- _WHAT NEEDS TO BE DONE_
Find every line in the rows below that contains the word "rainbow" and copy each such line in full.

- _MATERIAL SHOWN_

--------

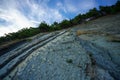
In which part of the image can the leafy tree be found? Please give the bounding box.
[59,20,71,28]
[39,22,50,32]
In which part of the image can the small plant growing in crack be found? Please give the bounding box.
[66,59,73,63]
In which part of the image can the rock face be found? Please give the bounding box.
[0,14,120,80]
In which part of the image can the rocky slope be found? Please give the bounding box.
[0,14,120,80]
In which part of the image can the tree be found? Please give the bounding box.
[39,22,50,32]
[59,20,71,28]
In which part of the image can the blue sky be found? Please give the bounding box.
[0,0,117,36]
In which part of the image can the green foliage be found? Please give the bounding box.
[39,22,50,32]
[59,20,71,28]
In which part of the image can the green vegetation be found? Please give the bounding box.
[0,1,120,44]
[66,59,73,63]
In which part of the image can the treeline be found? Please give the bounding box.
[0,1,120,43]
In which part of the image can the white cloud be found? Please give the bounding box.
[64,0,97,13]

--------

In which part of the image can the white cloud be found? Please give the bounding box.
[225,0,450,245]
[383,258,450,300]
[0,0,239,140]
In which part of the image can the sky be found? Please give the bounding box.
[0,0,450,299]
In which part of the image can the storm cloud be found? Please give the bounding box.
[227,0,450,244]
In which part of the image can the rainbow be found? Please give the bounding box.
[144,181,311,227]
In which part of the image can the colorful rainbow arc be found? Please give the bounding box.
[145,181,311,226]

--------

- _RESULT FOR THIS EXERCISE_
In which part of the image can the rainbow be found? Please give the bounding box.
In which part of the image can the colorful rainbow arc be found? Please give the bounding box.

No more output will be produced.